Basement air quality is something that too often falls through the cracks of home improvement, health, and lifestyle. Some homeowners rarely go into their basements, which is why they can get ignored.
Have you ever noticed a musty or damp smell when you walk down to your basement? If you have, you’re certainly not alone. Basement air can be up to ten times more polluted than other indoor areas of your home.
Poor basement air quality can lead to foul odors. Still, more importantly, it can harm your health – especially if you already have a respiratory issue.
But you don’t need to be without the use of your basement. There are ways to tell if your basement air quality is poor and if it is, there are things you can do about it. In the following post, Summit Heating and Cooling provides tips on identifying poor basement air quality and solutions to correct the problem.
Why is Basement Air Quality Often Worse Than Other Interior Areas?

→ DATASET
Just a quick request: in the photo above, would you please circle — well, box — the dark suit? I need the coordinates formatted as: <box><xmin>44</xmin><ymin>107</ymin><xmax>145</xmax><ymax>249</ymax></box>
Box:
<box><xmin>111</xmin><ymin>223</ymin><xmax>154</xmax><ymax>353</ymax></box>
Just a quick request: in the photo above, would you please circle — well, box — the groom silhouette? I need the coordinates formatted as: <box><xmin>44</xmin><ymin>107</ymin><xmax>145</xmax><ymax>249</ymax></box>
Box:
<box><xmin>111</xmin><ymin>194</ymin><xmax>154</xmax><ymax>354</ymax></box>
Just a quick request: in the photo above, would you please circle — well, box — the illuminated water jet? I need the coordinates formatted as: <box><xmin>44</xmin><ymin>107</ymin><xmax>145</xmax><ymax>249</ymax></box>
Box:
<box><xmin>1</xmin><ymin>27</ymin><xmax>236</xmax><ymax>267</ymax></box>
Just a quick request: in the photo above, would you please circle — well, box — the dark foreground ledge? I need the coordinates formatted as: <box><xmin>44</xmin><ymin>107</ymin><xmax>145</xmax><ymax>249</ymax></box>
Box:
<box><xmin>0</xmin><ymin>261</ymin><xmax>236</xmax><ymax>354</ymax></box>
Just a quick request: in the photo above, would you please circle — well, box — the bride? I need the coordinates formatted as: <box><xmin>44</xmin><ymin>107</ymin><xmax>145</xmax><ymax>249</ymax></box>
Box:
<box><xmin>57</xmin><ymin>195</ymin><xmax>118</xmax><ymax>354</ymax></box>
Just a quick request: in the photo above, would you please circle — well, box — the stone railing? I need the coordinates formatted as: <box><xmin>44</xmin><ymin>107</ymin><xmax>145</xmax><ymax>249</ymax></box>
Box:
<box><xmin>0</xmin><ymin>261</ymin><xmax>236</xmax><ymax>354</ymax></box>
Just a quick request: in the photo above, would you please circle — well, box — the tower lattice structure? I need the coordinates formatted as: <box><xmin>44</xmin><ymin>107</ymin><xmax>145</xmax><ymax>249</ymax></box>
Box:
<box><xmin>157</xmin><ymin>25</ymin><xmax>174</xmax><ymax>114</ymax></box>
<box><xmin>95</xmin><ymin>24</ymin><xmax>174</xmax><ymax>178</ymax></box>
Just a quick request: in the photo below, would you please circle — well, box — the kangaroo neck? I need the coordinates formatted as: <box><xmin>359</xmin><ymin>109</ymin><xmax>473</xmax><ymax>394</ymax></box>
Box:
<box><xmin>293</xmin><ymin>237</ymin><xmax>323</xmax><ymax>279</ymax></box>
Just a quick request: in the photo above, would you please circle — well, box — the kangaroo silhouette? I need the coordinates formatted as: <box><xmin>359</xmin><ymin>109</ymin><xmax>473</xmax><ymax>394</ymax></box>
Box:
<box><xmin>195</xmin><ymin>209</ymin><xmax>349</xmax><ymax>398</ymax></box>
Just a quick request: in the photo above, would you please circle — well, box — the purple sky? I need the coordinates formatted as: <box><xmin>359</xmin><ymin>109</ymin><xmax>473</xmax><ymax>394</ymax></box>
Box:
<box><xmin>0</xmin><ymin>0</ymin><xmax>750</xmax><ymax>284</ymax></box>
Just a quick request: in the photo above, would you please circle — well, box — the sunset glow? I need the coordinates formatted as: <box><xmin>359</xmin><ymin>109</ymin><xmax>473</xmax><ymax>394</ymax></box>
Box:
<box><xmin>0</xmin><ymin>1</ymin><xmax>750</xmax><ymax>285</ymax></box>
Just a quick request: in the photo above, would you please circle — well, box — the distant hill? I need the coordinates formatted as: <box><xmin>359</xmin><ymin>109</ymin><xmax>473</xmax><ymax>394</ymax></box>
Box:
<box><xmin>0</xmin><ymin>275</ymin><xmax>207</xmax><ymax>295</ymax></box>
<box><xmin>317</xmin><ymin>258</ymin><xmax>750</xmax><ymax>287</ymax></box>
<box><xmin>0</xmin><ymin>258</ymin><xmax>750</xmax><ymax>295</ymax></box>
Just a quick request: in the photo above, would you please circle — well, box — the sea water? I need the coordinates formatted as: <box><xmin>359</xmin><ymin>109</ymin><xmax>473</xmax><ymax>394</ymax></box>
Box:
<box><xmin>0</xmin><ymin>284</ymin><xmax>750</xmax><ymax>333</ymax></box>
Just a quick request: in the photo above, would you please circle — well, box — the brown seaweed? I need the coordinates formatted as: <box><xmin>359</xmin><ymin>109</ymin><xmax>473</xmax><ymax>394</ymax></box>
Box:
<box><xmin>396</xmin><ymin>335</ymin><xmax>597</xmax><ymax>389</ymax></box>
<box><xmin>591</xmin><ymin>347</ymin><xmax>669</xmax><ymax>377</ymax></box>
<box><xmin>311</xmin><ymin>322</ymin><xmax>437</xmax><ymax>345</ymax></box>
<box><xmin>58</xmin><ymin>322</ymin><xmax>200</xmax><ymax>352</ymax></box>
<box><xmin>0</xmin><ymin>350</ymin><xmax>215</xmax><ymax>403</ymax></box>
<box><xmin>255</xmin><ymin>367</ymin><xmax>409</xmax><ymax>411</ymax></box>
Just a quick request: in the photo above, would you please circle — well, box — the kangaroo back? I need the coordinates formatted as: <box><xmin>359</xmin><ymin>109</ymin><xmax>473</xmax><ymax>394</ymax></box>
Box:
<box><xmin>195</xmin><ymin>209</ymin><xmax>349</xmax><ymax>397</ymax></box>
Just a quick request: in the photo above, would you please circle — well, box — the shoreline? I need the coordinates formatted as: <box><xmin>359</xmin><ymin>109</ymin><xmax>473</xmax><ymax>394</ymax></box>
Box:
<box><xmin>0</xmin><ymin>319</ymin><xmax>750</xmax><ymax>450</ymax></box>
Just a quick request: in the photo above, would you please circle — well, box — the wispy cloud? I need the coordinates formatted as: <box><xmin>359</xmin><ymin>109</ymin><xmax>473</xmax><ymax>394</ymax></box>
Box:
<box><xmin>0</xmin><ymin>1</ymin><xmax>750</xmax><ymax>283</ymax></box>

→ CHECK YOUR UNDERSTANDING
A - Copy the basement air text from "Have you ever" to "correct the problem.", and substitute "unpleasant smells" for "foul odors".
B - According to the basement air text, how much more polluted can basement air be than other indoor areas of a home?
You won't need the items.

→ RESPONSES BY ITEM NUMBER
A -
Have you ever noticed a musty or damp smell when you walk down to your basement? If you have, you’re certainly not alone. Basement air can be up to ten times more polluted than other indoor areas of your home.
Poor basement air quality can lead to unpleasant smells. Still, more importantly, it can harm your health – especially if you already have a respiratory issue.
But you don’t need to be without the use of your basement. There are ways to tell if your basement air quality is poor and if it is, there are things you can do about it. In the following post, Summit Heating and Cooling provides tips on identifying poor basement air quality and solutions to correct the problem.

B - Up to ten times more polluted.